* _THE DATA_:
───

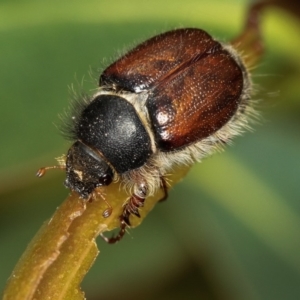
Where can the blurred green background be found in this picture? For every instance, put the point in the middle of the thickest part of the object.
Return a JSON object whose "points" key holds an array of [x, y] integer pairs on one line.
{"points": [[231, 229]]}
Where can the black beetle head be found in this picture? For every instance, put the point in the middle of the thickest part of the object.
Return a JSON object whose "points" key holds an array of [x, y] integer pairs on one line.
{"points": [[86, 170]]}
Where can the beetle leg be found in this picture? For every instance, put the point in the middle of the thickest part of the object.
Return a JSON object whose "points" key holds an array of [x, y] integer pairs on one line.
{"points": [[164, 187], [132, 207]]}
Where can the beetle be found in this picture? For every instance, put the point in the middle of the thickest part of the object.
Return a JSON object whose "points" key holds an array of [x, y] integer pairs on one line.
{"points": [[171, 100]]}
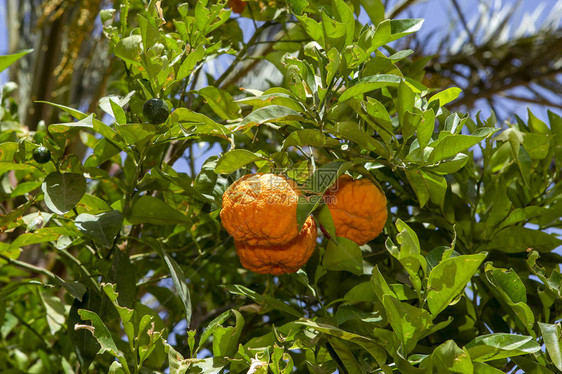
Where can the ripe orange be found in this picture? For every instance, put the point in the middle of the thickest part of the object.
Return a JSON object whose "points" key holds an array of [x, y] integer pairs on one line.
{"points": [[280, 259], [358, 209], [261, 209]]}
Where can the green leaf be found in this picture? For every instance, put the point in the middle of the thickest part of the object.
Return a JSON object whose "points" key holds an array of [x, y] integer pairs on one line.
{"points": [[148, 209], [271, 113], [446, 96], [83, 342], [235, 159], [354, 132], [551, 336], [343, 254], [325, 176], [376, 350], [225, 339], [536, 145], [277, 98], [102, 335], [125, 313], [192, 59], [98, 126], [450, 145], [203, 124], [103, 227], [517, 239], [482, 368], [344, 14], [262, 299], [536, 125], [178, 277], [410, 253], [383, 123], [408, 322], [309, 137], [43, 235], [425, 128], [297, 6], [449, 278], [402, 27], [56, 314], [220, 102], [449, 358], [405, 103], [63, 191], [129, 49], [8, 60], [374, 9], [346, 356], [428, 186], [497, 346], [451, 165], [369, 84], [305, 206], [313, 28], [510, 290]]}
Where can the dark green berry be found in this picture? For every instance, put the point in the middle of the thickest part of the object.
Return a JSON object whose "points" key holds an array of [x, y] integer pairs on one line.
{"points": [[42, 155], [155, 111]]}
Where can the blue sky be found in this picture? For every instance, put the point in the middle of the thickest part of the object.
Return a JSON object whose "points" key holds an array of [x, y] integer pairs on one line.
{"points": [[437, 15]]}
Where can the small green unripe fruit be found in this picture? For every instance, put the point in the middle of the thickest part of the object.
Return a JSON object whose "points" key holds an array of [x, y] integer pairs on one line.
{"points": [[156, 111], [42, 155]]}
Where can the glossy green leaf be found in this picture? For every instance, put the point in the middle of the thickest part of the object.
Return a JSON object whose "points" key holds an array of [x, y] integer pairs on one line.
{"points": [[451, 145], [446, 96], [449, 278], [408, 322], [551, 335], [225, 339], [192, 59], [83, 342], [102, 335], [63, 191], [449, 358], [263, 299], [511, 291], [271, 113], [297, 6], [8, 60], [148, 209], [428, 186], [221, 102], [343, 255], [103, 227], [178, 278], [235, 159], [516, 239], [309, 137], [501, 345], [369, 84], [129, 49]]}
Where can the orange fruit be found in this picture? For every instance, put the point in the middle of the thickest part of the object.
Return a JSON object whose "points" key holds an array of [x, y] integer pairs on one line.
{"points": [[279, 259], [358, 209], [261, 209]]}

───

* _TASK STATEMENT_: Print the records above word for word, every line of them, but leave the pictures out.

* _WRITTEN RESPONSE_:
Where can the blurred green background be found in this picture? For every instance, put the point in the middle of the thickest part of the object.
Return a JSON object whose "points" key holds an array of [x, y] integer pairs on one line.
{"points": [[231, 229]]}
Where can the black beetle head be found in this picture? For every instance, put the point in the middle of the thickest part of the object.
Return a JSON object whose "points" key holds an array of [x, y] integer pairs on one line.
{"points": [[86, 170]]}
Where can the beetle leg be found in this picture? For every instance, put the point in the middle of the thickest part of the object.
Return a JSON object whose "points" key holds an array of [x, y] integer pairs on one line.
{"points": [[164, 187], [132, 207]]}
Where can the beetle be found in this picture? For every instance, put the point in the middle of the thickest part of the object.
Return a JSON object whose "points" key holds an array of [x, y] integer pairs on one line.
{"points": [[171, 100]]}
Where can the ripe orange be found in this picture? For every instance, put the point in the middle of the thickest part of the object.
Return a JSON object whose "points" key holds an array of [x, y] integer pairs on one line.
{"points": [[280, 259], [358, 209], [261, 209]]}
Where can the green leaf be found in this picture? For every instance, put the point in the middle of the thickest part of the object.
Return a JSON object whose "points" key holds an array of [x, y] integer pairs on one line.
{"points": [[148, 209], [271, 113], [446, 96], [83, 342], [235, 159], [354, 132], [551, 336], [343, 254], [325, 176], [376, 350], [225, 339], [536, 145], [277, 98], [102, 335], [125, 313], [192, 59], [98, 126], [450, 145], [203, 124], [103, 227], [517, 239], [482, 368], [344, 14], [262, 299], [536, 125], [178, 277], [410, 253], [383, 123], [408, 322], [309, 137], [43, 235], [425, 128], [297, 6], [449, 278], [402, 27], [56, 314], [220, 102], [449, 358], [405, 103], [63, 191], [129, 49], [8, 60], [374, 9], [346, 356], [428, 186], [497, 346], [451, 165], [369, 84], [305, 206], [313, 28], [510, 290]]}
Where can the dark green berry be found in this picture? For every instance, put the point in the middle of the thickest part of the object.
Return a JSON object whose "points" key holds an array of [x, y] integer pairs on one line.
{"points": [[42, 155], [155, 111]]}
Where can the blue sky be found in this picture? For every instance, put the point in the middle of the thickest part of the object.
Return a JSON object whose "points" key holds an array of [x, y] integer pairs on one line.
{"points": [[437, 15]]}
Where can the small green unripe fruit be found in this picture? For every instance, put the point in the middle of the thickest part of the object.
Return a JSON object whose "points" key holds an array of [x, y] integer pairs on one line.
{"points": [[156, 111], [42, 155]]}
Where can the glossy green leaf be found in this picture? For every instance, put the point in the middle of the thickest part of the object.
Return a JSON object whose "points" key holds an array of [x, y] integer pairs on one line.
{"points": [[451, 145], [446, 96], [449, 278], [408, 322], [551, 335], [225, 339], [192, 59], [83, 342], [102, 335], [63, 191], [449, 358], [263, 299], [511, 291], [271, 113], [297, 6], [8, 60], [148, 209], [428, 186], [221, 102], [343, 255], [103, 227], [178, 278], [235, 159], [516, 239], [309, 137], [501, 345], [369, 84], [129, 49]]}
Where can the orange fruit be found in this picture? For every instance, put the point in the middle of the thickest part of the object.
Return a JSON object whose "points" key holds an array of [x, y] integer pairs on one line.
{"points": [[279, 259], [358, 209], [261, 209]]}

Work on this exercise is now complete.